(SOURCE DOCUMENT begins)

But why, when the crime rate is pretty stable, is the prison population rising so fast?
“I’m equally puzzled,” she said. All the more reason, she believes, to hold a public inquiry. More and longer prison sentences are being passed, but are they effective?
“Until we pull out and ask it in a wider forum, I feel that we’ll just continue to drift towards something that no one would have planned. I think we are in a crisis to start with. Prison population for the last year has been bumping up against capacity. We have all kinds of emergency short-term measures to look at that.
“We are now planning for a prison population, with luck, of 96,000 – without luck of over 100,000. Now that represents a huge public investment in prisons. As I say, it has the danger of creating more prisons, but worse prisons. It has the danger of pulling resources away from things that could prevent prison, or prevent more prison.
“That seems to me to be a point at which there needs to be an informed public debate about where we are going. Is that where we want to go and is that the best way of investing public money? That’s not a job for me – that is a political choice.
“It’s no good me sitting here and saying, you know, that this is what should happen in prisons. We’ve got to engage the evidence, we’ve got to engage the public, we’ve got to decide, as a society, what spending we want on prisons as opposed to hospitals, for example, but also, what do we want our prisons to do?”
This is where a lot of people switch off; the fate of criminals tends to worry practically nobody.
“That’s true, but as I say, what happens or doesn’t happen to people while they’re in prison has a direct effect on you and your communities.
“When you go into prison you see a parallel world: a world that for most of us only touches us when it harms us. But you see kids that are not going to school, [not] deciding on GCSEs, [not] deciding on A levels and [not] looking at university application forms. Fifty per cent of kids in prison have been in care. They graduate from care too often to a young offender institution, then to an adult prison, with family lives that are very, very fragile.”
She has been disappointed by how ministers have failed to take action on her warnings over the years. They ignore this one at their peril – working at the coal face, she feels that she sees the problems looming before they do.
“The inspectorate is a really good early-warning system for ministers because we see things happening straight away. I don’t think that ministers are as alert as they should be to listening to those warning signs.”
She issued warnings, for instance, about the indeterminate public protection sentences, which ministers have had to rethink this week. And she gave warning of the foreign prisoners scandal that ended the career of the previous Home Secretary, Charles Clarke.
Her contract is due to end this year and she is waiting to see whether it is renewed: aged 60, she “wants to go on for a bit longer”. It will be interesting to see whether the Government shares that ambition.
Ms Owers is no stranger to the hard end of crime. She said that she felt safer walking around inside a jail than she did walking to her local Tube station, and when you hear where she lives, you can understand why: it is a particularly brutal and soulless part of South London. She has been burgled; her children, growing up there, were mugged. Yet when she chats with the prisoners in their cramped cells she feels only frustration.
“What I’m not saying is that we should look at those people and say, ‘Oh, poor things’. I want us to be tough with people who go into prison. But, by tough, I don’t mean that I want to see young men who have committed offences lying on their beds for 23 hours.”
She wants them challenged, educated, forced to take responsibility. You could say the same of ministers. But she didn’t quite say that.

Anne Owers
Born June 23, 1947
Education Washington Grammar School, Co Durham; Girton College,
Cambridge (History)
Career teacher and researcher, Zambia 1968-71; general secretary of
Joint Council for the Welfare of Immigrants, 1981-92; director of Justice,
human rights lobby group, 1999-2001; first female Chief Inspector of
Prisons, 2001 to present. CBE, 2001.
Family Two sons and one daughter, divorced and remarried in 2005.

(SOURCE DOCUMENT ends)
(PROVIDED INFORMATION begins)

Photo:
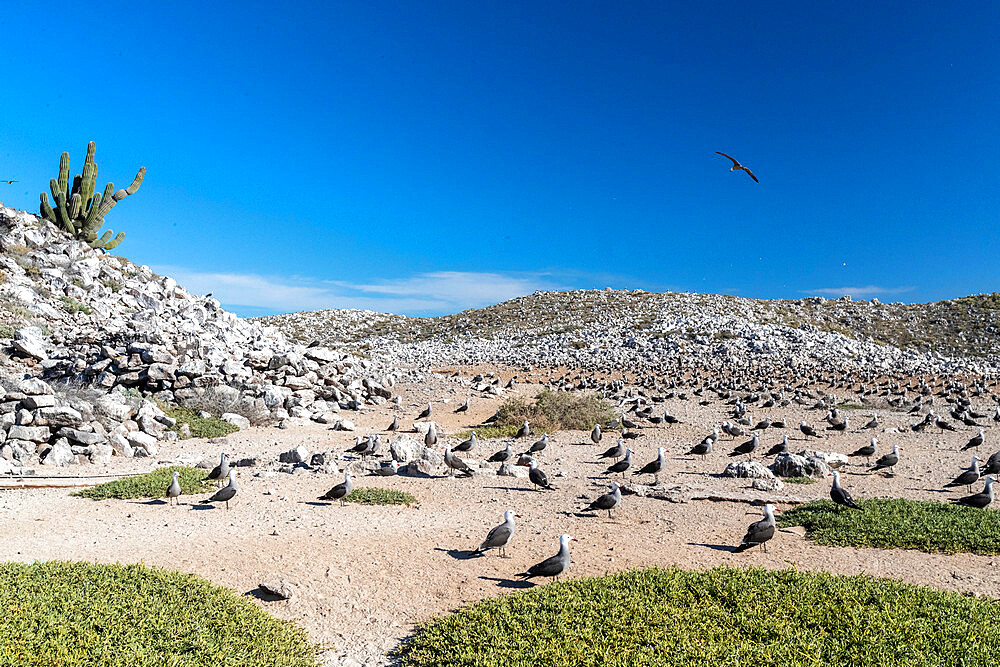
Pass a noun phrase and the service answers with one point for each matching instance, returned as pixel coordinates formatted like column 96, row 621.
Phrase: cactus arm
column 47, row 211
column 141, row 174
column 88, row 179
column 108, row 201
column 61, row 211
column 77, row 206
column 64, row 175
column 74, row 206
column 113, row 243
column 100, row 242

(PROVIDED INFORMATION ends)

### THE PROBLEM
Can you reproduce the stretch of the article on the prisons inspector from "She issued warnings, for" through "Secretary, Charles Clarke.", swapping "scandal" for "affair"?

### PROBLEM SOLUTION
She issued warnings, for instance, about the indeterminate public protection sentences, which ministers have had to rethink this week. And she gave warning of the foreign prisoners affair that ended the career of the previous Home Secretary, Charles Clarke.